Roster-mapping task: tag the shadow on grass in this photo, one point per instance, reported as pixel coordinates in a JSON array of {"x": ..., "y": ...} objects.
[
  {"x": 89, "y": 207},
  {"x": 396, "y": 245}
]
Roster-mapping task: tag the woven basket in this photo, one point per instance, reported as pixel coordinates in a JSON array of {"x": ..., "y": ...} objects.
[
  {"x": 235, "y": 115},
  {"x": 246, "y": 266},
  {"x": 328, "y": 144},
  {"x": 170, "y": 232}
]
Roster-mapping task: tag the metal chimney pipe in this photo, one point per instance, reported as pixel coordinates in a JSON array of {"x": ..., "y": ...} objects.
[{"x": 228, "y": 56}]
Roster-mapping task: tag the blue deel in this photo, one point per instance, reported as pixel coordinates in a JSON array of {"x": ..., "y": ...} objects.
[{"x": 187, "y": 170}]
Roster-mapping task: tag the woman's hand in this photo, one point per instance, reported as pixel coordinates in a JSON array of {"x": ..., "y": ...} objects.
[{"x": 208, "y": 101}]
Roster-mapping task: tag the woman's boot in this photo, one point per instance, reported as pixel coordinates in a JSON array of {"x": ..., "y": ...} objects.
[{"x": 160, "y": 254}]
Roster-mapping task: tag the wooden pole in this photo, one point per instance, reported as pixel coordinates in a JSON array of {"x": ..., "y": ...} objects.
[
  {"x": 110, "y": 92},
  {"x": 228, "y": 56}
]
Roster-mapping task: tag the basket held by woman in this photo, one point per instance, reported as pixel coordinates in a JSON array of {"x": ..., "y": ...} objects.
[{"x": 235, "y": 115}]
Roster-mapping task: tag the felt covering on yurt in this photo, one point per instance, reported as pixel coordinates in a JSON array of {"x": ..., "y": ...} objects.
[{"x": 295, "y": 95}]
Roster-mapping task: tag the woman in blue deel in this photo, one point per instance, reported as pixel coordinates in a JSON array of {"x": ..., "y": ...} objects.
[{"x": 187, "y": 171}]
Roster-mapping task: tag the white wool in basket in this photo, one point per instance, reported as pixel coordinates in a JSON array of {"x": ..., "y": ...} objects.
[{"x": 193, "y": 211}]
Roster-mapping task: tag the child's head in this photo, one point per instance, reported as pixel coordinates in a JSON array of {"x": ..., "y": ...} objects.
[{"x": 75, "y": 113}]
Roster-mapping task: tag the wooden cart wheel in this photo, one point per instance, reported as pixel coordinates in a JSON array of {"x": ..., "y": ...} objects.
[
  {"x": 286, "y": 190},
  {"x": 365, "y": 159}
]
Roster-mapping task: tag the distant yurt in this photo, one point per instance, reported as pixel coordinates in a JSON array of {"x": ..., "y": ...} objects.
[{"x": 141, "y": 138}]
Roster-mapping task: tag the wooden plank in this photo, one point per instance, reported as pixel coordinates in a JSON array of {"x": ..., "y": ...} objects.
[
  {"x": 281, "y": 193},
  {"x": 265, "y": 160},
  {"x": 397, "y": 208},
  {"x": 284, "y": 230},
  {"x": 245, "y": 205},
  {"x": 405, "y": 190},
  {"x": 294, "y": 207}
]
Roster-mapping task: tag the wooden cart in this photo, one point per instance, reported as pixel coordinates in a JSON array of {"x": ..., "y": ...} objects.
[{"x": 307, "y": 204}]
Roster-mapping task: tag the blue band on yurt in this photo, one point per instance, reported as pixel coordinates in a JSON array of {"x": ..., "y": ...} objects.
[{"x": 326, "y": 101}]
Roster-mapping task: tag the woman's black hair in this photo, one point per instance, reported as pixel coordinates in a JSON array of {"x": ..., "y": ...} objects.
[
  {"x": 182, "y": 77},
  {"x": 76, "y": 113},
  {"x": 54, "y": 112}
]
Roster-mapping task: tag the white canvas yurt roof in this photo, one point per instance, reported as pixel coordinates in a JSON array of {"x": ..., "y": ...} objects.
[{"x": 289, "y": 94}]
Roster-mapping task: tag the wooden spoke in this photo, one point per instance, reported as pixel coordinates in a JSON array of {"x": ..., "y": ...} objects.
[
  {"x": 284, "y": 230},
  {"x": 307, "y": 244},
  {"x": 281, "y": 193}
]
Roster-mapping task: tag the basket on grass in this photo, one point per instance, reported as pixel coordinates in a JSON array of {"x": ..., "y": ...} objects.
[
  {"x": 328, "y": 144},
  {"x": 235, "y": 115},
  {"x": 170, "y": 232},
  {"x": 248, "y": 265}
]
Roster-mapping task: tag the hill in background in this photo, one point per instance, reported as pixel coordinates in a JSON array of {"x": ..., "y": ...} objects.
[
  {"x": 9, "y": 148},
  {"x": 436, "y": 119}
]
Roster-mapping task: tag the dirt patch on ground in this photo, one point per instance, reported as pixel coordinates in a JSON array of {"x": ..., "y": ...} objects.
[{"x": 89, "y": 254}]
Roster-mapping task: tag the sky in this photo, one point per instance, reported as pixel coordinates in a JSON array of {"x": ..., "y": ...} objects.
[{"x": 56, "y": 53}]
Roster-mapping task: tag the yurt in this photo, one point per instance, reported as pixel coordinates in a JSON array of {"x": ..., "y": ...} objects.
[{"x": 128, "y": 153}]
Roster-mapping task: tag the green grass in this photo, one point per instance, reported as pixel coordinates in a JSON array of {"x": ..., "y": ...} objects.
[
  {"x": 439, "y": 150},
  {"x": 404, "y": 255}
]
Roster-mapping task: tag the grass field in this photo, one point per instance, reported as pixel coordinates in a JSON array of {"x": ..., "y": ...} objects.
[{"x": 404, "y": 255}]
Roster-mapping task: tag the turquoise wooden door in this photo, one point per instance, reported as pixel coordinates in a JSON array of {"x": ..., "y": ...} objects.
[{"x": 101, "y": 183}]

________________

Set task
Reproduce all of the rows above word for word, changing nothing.

The result
Roster-mapping task: tag the shadow on grass in this photo, one point per instance, reported as pixel coordinates in a JSON array of {"x": ..., "y": ...} objects.
[
  {"x": 89, "y": 207},
  {"x": 396, "y": 245}
]
Roster-mapping task: tag the woven basket in this photo, one point per instance, reported as pixel coordinates in a JSON array of {"x": ..., "y": ...} objects.
[
  {"x": 235, "y": 115},
  {"x": 246, "y": 266},
  {"x": 328, "y": 144},
  {"x": 170, "y": 232}
]
Roster-mapping task: tag the metal chimney pipe in this photo, one point per instance, reported as pixel coordinates in a JSON array of {"x": ..., "y": ...} objects.
[{"x": 228, "y": 56}]
Roster-mapping task: tag the blue deel in this photo, one point per instance, reported as pixel coordinates in a JSON array of {"x": ..., "y": ...} objects.
[{"x": 187, "y": 170}]
Roster-mapping task: tag the woman's hand in this photo, one point per instance, reported as pixel coordinates in a JSON array of {"x": ..., "y": ...} objects.
[{"x": 208, "y": 101}]
Roster-mapping task: tag the woman's boot in this photo, one point per instance, reported as pixel coordinates in a JSON array of {"x": ..., "y": ...} objects.
[{"x": 160, "y": 254}]
Roster-mapping task: tag the wooden pole in this photo, one point per instance, reported as pixel coordinates in a JSON array of {"x": ..., "y": ...} objects.
[
  {"x": 110, "y": 92},
  {"x": 228, "y": 56}
]
Roster-mapping task: tag the basket held by woman in this photo, one point per instance, reported as pixel coordinates in a JSON array of {"x": ..., "y": ...} objects.
[{"x": 235, "y": 115}]
Roster-mapping task: tag the felt covering on yurt in this photo, one point per instance, reported as pixel coordinates in a JSON array of {"x": ..., "y": ...} objects.
[{"x": 295, "y": 95}]
Roster-mapping task: tag the woman in blue deel in this photo, one point per instance, reported as pixel coordinates in a JSON array of {"x": ..., "y": ...} objects.
[{"x": 187, "y": 171}]
Roster-mapping task: tag the white wool in basket in this photo, one point per instance, reported as pixel coordinates in a JSON array of {"x": ..., "y": ...} objects.
[{"x": 193, "y": 211}]
Roster-mapping task: tag the child's head in this photo, one point per instance, reported as pixel coordinates in a JSON array of {"x": ..., "y": ...} objects.
[{"x": 75, "y": 113}]
Roster-mapping task: tag the wooden cart wheel in this photo, one point per instance, reported as pixel coordinates in a JSON array of {"x": ..., "y": ...} objects.
[
  {"x": 286, "y": 190},
  {"x": 365, "y": 159}
]
Roster-mapping task: tag the distant yurt in this photo, one point per instance, reported as pixel coordinates in a JSON array of {"x": ..., "y": ...} objects.
[{"x": 141, "y": 138}]
Roster-mapping task: tag the wooden plank in this photo, one point per instance, reported as pixel coordinates in a JSON array of {"x": ..., "y": ...} objects.
[
  {"x": 281, "y": 193},
  {"x": 265, "y": 160},
  {"x": 397, "y": 208},
  {"x": 284, "y": 230},
  {"x": 245, "y": 205},
  {"x": 405, "y": 190},
  {"x": 294, "y": 207}
]
Roster-mapping task: tag the wooden cart in this photo, one point per instance, reported as pixel coordinates in a JSON array of {"x": ..., "y": ...} objects.
[{"x": 307, "y": 204}]
Roster-mapping task: tag the blue band on yurt in this photo, one point per instance, reported as pixel coordinates in a JSON array of {"x": ..., "y": ...} objects.
[{"x": 326, "y": 101}]
Roster-mapping task: tag the woman's black hair in this photo, one point per instance, reported as pixel coordinates in a JSON array of {"x": ..., "y": ...} objects.
[
  {"x": 182, "y": 77},
  {"x": 76, "y": 113},
  {"x": 54, "y": 112}
]
Roster-mapping task: tag the white canvas yurt roof in this photo, one point per instance, reported as pixel coordinates in a JSON array of {"x": ..., "y": ...} objects.
[{"x": 289, "y": 94}]
Roster-mapping task: tag the wooden spoke in this photo, one point per instance, reported as pixel coordinates in a JSON array of {"x": ..., "y": ...} objects.
[
  {"x": 284, "y": 230},
  {"x": 307, "y": 244},
  {"x": 281, "y": 193}
]
Roster-mapping task: tag the basket on grass in this photo, one point per instance, reported as pixel coordinates in a JSON array of {"x": ..., "y": ...} objects.
[
  {"x": 328, "y": 144},
  {"x": 235, "y": 115},
  {"x": 170, "y": 232},
  {"x": 248, "y": 265}
]
Roster-mapping task: tag the hill in background in this photo, one point per instance, reported as pixel coordinates in a JSON array of {"x": ..., "y": ...} objects.
[
  {"x": 9, "y": 148},
  {"x": 436, "y": 119}
]
Roster-mapping task: tag the dirt patch on ground in this photo, one point per instance, reported as pixel coordinates in a JSON array of {"x": ..., "y": ...} objects.
[{"x": 89, "y": 254}]
Roster-mapping task: tag the sky in this photo, one point per instance, reported as pixel coordinates in a JSON array of {"x": ..., "y": ...} objects.
[{"x": 56, "y": 53}]
Roster-mapping task: tag the yurt in this photo, one point per instance, reported as pixel coordinates in a JSON array of {"x": ..., "y": ...} objects.
[{"x": 128, "y": 153}]
Roster-mapping task: tag the green grass in this photo, one point per instance, reported as pixel coordinates in a JSON array of {"x": ..., "y": ...} objects.
[
  {"x": 439, "y": 150},
  {"x": 404, "y": 255}
]
Roster-mapping task: tag the grass field in this photo, one point per instance, reported as pixel coordinates in a JSON array of {"x": ..., "y": ...} objects.
[{"x": 404, "y": 255}]
Roster-mapping task: tag the turquoise wooden door in this photo, one point per instance, reported as pixel coordinates in a JSON array of {"x": ..., "y": ...} objects.
[{"x": 101, "y": 183}]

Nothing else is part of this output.